*PROBLEM STATEMENT*
Carry none of the pictures over; set down the material below exactly.

======== TASK INPUT ========

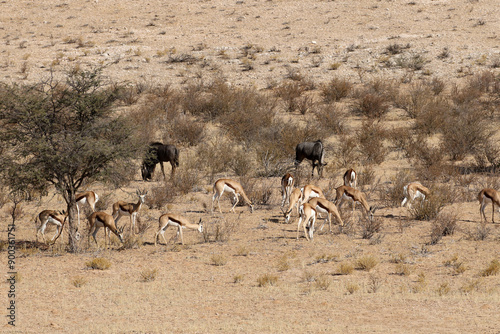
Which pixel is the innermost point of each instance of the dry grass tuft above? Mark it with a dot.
(267, 280)
(99, 263)
(366, 263)
(78, 281)
(492, 269)
(148, 275)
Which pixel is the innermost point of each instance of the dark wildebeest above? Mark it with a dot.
(158, 153)
(312, 151)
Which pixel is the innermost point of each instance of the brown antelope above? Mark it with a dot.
(122, 208)
(295, 199)
(88, 197)
(232, 187)
(287, 182)
(308, 218)
(354, 195)
(413, 191)
(350, 178)
(57, 218)
(102, 219)
(177, 221)
(486, 196)
(325, 206)
(310, 191)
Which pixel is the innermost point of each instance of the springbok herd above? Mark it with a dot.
(309, 201)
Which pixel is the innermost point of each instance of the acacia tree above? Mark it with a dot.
(64, 133)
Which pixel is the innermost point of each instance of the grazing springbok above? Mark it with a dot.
(350, 178)
(102, 219)
(354, 195)
(312, 151)
(178, 221)
(57, 218)
(295, 200)
(486, 196)
(122, 208)
(311, 191)
(325, 206)
(88, 197)
(413, 191)
(287, 182)
(159, 153)
(232, 187)
(308, 218)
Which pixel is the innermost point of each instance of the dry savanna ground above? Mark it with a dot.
(398, 90)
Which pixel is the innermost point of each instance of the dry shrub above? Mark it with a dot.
(393, 193)
(99, 263)
(366, 263)
(402, 269)
(283, 264)
(351, 287)
(330, 119)
(443, 289)
(346, 269)
(479, 233)
(323, 282)
(471, 286)
(370, 139)
(214, 156)
(78, 281)
(475, 135)
(372, 105)
(267, 280)
(335, 90)
(148, 275)
(218, 260)
(443, 225)
(492, 269)
(219, 230)
(184, 130)
(370, 227)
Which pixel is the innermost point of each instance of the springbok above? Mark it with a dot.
(232, 187)
(177, 221)
(88, 197)
(102, 219)
(287, 182)
(57, 218)
(308, 218)
(122, 208)
(350, 178)
(310, 191)
(486, 196)
(413, 191)
(325, 206)
(354, 195)
(295, 200)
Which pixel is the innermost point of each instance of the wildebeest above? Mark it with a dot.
(159, 153)
(312, 151)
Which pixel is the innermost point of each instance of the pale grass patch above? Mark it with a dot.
(492, 269)
(346, 269)
(148, 275)
(351, 287)
(78, 281)
(267, 280)
(99, 263)
(366, 263)
(218, 260)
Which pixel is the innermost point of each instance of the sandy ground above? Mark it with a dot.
(255, 43)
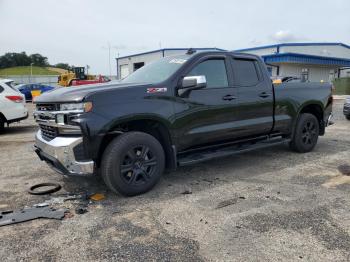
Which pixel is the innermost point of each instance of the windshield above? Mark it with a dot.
(157, 71)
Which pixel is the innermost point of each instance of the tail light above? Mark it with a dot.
(16, 99)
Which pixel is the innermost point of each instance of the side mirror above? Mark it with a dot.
(193, 82)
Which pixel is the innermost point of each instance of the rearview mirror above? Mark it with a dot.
(193, 82)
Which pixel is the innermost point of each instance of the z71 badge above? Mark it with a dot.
(157, 90)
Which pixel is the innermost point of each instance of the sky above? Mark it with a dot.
(79, 32)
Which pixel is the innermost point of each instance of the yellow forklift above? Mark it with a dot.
(73, 76)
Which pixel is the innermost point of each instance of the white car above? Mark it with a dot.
(12, 104)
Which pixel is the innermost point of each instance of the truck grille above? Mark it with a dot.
(48, 132)
(47, 107)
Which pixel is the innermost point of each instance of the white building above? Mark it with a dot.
(309, 61)
(128, 64)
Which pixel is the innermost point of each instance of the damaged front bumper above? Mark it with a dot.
(59, 154)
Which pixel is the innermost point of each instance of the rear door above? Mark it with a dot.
(207, 115)
(254, 103)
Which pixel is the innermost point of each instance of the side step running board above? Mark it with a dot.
(197, 157)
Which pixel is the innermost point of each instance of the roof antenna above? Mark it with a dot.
(190, 51)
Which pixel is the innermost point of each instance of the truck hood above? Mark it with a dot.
(78, 93)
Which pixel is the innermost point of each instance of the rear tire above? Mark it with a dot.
(132, 163)
(306, 134)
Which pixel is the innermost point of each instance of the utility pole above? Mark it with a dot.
(31, 72)
(109, 60)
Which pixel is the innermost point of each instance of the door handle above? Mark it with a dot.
(264, 94)
(229, 97)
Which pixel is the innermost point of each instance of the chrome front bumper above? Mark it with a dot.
(59, 154)
(329, 121)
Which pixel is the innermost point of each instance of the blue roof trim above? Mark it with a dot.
(292, 44)
(171, 49)
(306, 59)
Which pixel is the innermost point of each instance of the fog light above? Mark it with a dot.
(60, 119)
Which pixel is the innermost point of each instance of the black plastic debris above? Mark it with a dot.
(26, 214)
(50, 188)
(81, 210)
(344, 169)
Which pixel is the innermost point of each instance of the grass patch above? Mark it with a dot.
(25, 70)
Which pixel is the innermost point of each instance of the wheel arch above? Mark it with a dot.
(316, 109)
(152, 126)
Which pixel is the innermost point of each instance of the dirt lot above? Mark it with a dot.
(270, 205)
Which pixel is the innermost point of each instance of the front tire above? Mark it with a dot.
(132, 163)
(306, 134)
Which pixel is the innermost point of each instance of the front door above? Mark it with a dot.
(206, 115)
(254, 103)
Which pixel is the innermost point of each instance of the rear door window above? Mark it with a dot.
(215, 72)
(245, 72)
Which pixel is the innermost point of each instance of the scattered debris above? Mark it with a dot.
(97, 197)
(26, 214)
(344, 169)
(41, 205)
(226, 203)
(68, 215)
(187, 192)
(81, 210)
(53, 187)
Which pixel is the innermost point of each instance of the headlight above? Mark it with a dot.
(78, 107)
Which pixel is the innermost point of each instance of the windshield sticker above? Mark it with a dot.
(177, 61)
(157, 90)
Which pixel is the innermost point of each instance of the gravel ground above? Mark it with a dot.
(266, 205)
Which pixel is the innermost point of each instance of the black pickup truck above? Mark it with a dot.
(177, 111)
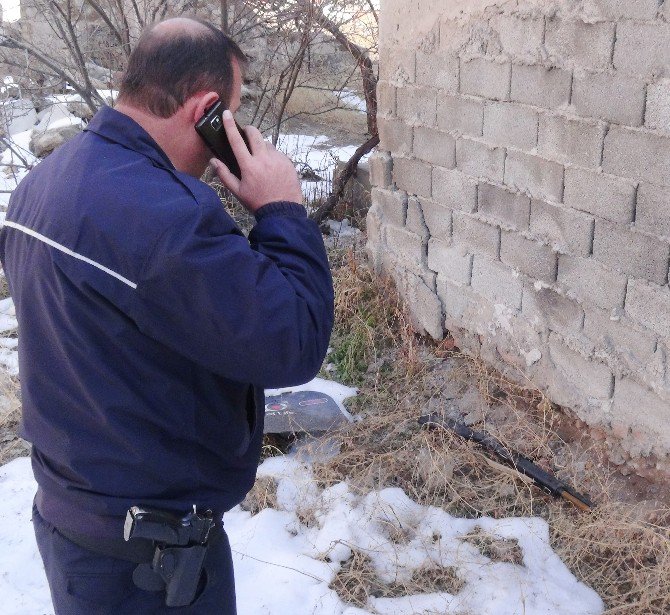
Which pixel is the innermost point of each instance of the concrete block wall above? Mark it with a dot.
(522, 197)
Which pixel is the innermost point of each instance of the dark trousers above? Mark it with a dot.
(86, 583)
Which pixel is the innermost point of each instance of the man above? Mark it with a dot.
(149, 326)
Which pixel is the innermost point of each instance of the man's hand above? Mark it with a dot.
(267, 175)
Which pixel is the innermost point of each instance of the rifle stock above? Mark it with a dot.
(543, 479)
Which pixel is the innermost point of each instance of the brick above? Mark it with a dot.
(657, 115)
(547, 309)
(485, 78)
(392, 206)
(438, 70)
(530, 257)
(591, 379)
(649, 305)
(386, 99)
(395, 136)
(407, 246)
(590, 282)
(510, 208)
(399, 66)
(538, 177)
(381, 168)
(475, 234)
(480, 160)
(437, 218)
(496, 282)
(510, 124)
(619, 337)
(436, 147)
(566, 230)
(454, 190)
(630, 398)
(614, 97)
(653, 209)
(460, 114)
(643, 49)
(541, 86)
(414, 221)
(638, 154)
(605, 196)
(451, 263)
(627, 9)
(413, 176)
(634, 253)
(571, 141)
(575, 43)
(417, 105)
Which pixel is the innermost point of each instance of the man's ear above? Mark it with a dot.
(200, 103)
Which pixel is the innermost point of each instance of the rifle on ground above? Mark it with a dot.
(543, 479)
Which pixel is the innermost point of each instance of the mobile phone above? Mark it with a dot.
(210, 128)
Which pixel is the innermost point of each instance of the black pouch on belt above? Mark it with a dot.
(181, 546)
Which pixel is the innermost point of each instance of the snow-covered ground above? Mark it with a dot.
(283, 565)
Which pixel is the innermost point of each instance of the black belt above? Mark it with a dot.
(137, 550)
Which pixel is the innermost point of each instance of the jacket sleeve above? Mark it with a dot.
(257, 310)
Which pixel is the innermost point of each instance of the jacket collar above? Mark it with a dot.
(118, 127)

========

*TASK SOLUTION*
Which pixel is the innermost point of each instance of the dry grass tuft above? Mark it with a dot.
(267, 280)
(99, 263)
(366, 263)
(78, 281)
(492, 269)
(148, 275)
Which pixel is the innermost point of each instance of the dark wildebeest above? Mark it with a dot.
(158, 153)
(312, 151)
Which pixel is the innermost point of each instance of the brown antelope above? Mark it with a dot.
(122, 208)
(295, 199)
(88, 197)
(232, 187)
(287, 182)
(308, 218)
(354, 195)
(413, 191)
(350, 178)
(57, 218)
(102, 219)
(177, 221)
(486, 196)
(325, 206)
(310, 191)
Which pixel is the innermost point of each instance of the springbok herd above? Mark it with a dot.
(309, 201)
Which pixel is the innermost point of each instance of the acacia tree above? Mark it with a dot.
(64, 133)
Which pixel is the innermost point of each instance of the grazing springbok above? Mark it with a dot.
(350, 178)
(102, 219)
(354, 195)
(312, 151)
(178, 221)
(57, 218)
(295, 200)
(486, 196)
(122, 208)
(311, 191)
(325, 206)
(88, 197)
(413, 191)
(287, 182)
(159, 153)
(232, 187)
(308, 218)
Which pixel is the innermost point of each instance of the dry savanna ground above? Mark it with a dot.
(398, 90)
Which pixel is the innermost point of each instance of the dry shrub above? Mark it with a dot.
(393, 193)
(99, 263)
(366, 263)
(402, 269)
(283, 264)
(351, 287)
(330, 119)
(443, 289)
(346, 269)
(479, 233)
(323, 282)
(471, 286)
(370, 139)
(214, 156)
(78, 281)
(475, 135)
(372, 105)
(267, 280)
(335, 90)
(148, 275)
(218, 260)
(443, 225)
(492, 269)
(219, 230)
(184, 130)
(370, 227)
Which pixel is the innermost point of each instance of the springbok above? Mark it with a dot.
(232, 187)
(177, 221)
(88, 197)
(102, 219)
(287, 182)
(57, 218)
(308, 218)
(122, 208)
(350, 178)
(310, 191)
(486, 196)
(413, 191)
(325, 206)
(354, 195)
(295, 200)
Which pixel is the innermost point of each instance of the wildebeest above? Mark it with a dot.
(159, 153)
(312, 151)
Which pixel is the innermost point of each instance of the pale grass patch above? Mark it with a dot.
(492, 269)
(346, 269)
(148, 275)
(351, 287)
(78, 281)
(267, 280)
(99, 263)
(366, 263)
(218, 260)
Which pixel is the innermost point of each instance of the sandy ground above? Mark it with a dot.
(255, 43)
Which pixel is the innermost point of each instance of the windshield above? Mark it with a dot.
(157, 71)
Which pixel is the innermost point of each instance of the tail light above? Mark it with a dot.
(16, 99)
Which pixel is the innermost point of each instance of the side mirror above? Mark it with a dot.
(193, 82)
Which pixel is the innermost point of each instance of the rearview mirror above? Mark it with a dot.
(193, 82)
Which pixel is the innermost point of each instance of the z71 badge above? Mark it with a dot.
(157, 90)
Which pixel is the innermost point of each instance of the sky above? Mark it with a dot.
(79, 32)
Which pixel is the innermost point of each instance of the yellow forklift above? Mark it with a dot.
(73, 76)
Which pixel is the innermost point of each instance of the white car above? Mark it with a dot.
(12, 104)
Which pixel is the innermost point of each instance of the truck grille above? Mark it with a dot.
(48, 132)
(47, 107)
Which pixel is the innermost point of each instance of the white building above? Mark it with a dot.
(309, 61)
(128, 64)
Which pixel is the innermost point of each instance of the damaged front bumper above? Mark it with a dot.
(59, 154)
Which pixel is the innermost point of each instance of the rear door above? Mark it with a dot.
(207, 115)
(254, 103)
Which pixel is the innermost point of each instance of the side step running board above? Mark it with a dot.
(197, 157)
Which pixel is the innermost point of each instance of the roof antenna above? Mark it with a dot.
(190, 51)
Which pixel is the innermost point of each instance of the truck hood above? Mark it with a dot.
(78, 93)
Which pixel is the innermost point of each instance of the rear tire above? Mark it with a dot.
(132, 163)
(306, 134)
Which pixel is the innermost point of each instance of the utility pole above? Mark it with a dot.
(31, 72)
(109, 60)
Which pixel is the innermost point of each instance of the door handle above? Mark it with a dot.
(264, 94)
(229, 97)
Which pixel is the innermost point of each instance of the chrome front bumper above? Mark it with a dot.
(59, 154)
(329, 121)
Which pixel is the innermost point of each instance of the blue roof trim above? Mark it with a dot.
(292, 44)
(171, 49)
(306, 59)
Which pixel is the innermost point of each instance of the fog light above? Mark it with a dot.
(60, 119)
Which pixel is the innermost point of each instance of the black plastic debris above? Mark it with a dot.
(26, 214)
(50, 188)
(81, 210)
(344, 169)
Which pixel is the innermost point of each instance of the grass patch above? Mark it with a dot.
(25, 70)
Which pixel is the innermost point of each instance of the wheel arch above? Mark it with a dot.
(316, 109)
(152, 126)
Which pixel is the innermost point of each instance of the dirt lot above? Mark it with a dot.
(270, 205)
Which pixel is the innermost point of each instance of the front tire above? Mark it with a dot.
(132, 163)
(306, 134)
Which pixel is the innermost point of each instance of the front door above? Mark it with a dot.
(206, 115)
(254, 103)
Which pixel is the innermost point of each instance of the rear door window above? Mark it with a dot.
(215, 72)
(245, 72)
Which pixel is the innermost point of each instance of the scattered debris above? Mark it with a dot.
(97, 197)
(26, 214)
(344, 169)
(41, 205)
(226, 203)
(68, 215)
(187, 192)
(81, 210)
(53, 187)
Which pixel is the innermost point of each instance of the headlight above? Mark it with a dot.
(78, 107)
Which pixel is the innermost point of each instance of the windshield sticker above? Mark it with a dot.
(177, 61)
(157, 90)
Which pixel is the innermost point of each instance of the gravel ground above? Mark it with a dot.
(266, 205)
Which pixel is the innermost point of each instance of the black pickup truck above? Mark it with a dot.
(177, 111)
Which pixel is the innermost point of each instance of the concrete block wall above? Mark it with a dot.
(522, 197)
Which pixel is the innermost point of each instance of the dark trousers above? Mark it with a dot.
(86, 583)
Which pixel is the innermost point of each instance of the man above? Mark it with a dot.
(149, 326)
Which pixel is the innermost point of each instance of the man's hand above? Mark it with a dot.
(267, 175)
Which pixel is the innermost point of each instance of the rifle stock above? Mark it with a dot.
(543, 479)
Which pixel is the innermost point of each instance of the brick above? Mark it with a dot.
(657, 115)
(547, 309)
(485, 78)
(392, 206)
(438, 70)
(530, 257)
(591, 379)
(649, 305)
(386, 99)
(395, 136)
(407, 246)
(590, 282)
(510, 208)
(399, 66)
(538, 177)
(381, 168)
(475, 234)
(480, 160)
(437, 218)
(496, 282)
(510, 124)
(619, 337)
(436, 147)
(566, 230)
(454, 190)
(630, 398)
(614, 97)
(653, 209)
(460, 114)
(643, 49)
(541, 86)
(414, 221)
(638, 154)
(605, 196)
(451, 263)
(627, 9)
(413, 176)
(634, 253)
(571, 141)
(575, 43)
(417, 105)
Which pixel is the innermost point of each instance of the man's ear above? Mark it with a dot.
(200, 103)
Which pixel is the innermost point of each instance of the rifle on ground above? Mark it with a dot.
(543, 479)
Which pixel is the innermost point of each instance of the mobile phone above? Mark it with a dot.
(210, 128)
Which pixel is the innermost point of each instance of the black pouch on belt above? Mark it with a dot.
(181, 546)
Which pixel is the innermost point of each instance of the snow-covered ground above? Mark it with a dot.
(283, 565)
Which pixel is the innermost point of each instance of the black belt above? Mark it with a dot.
(137, 550)
Which pixel is the innermost point of each instance of the jacket sleeve above? Mark it with a dot.
(257, 310)
Which pixel is the innermost point of each instance of the jacket collar above? Mark it with a dot.
(118, 127)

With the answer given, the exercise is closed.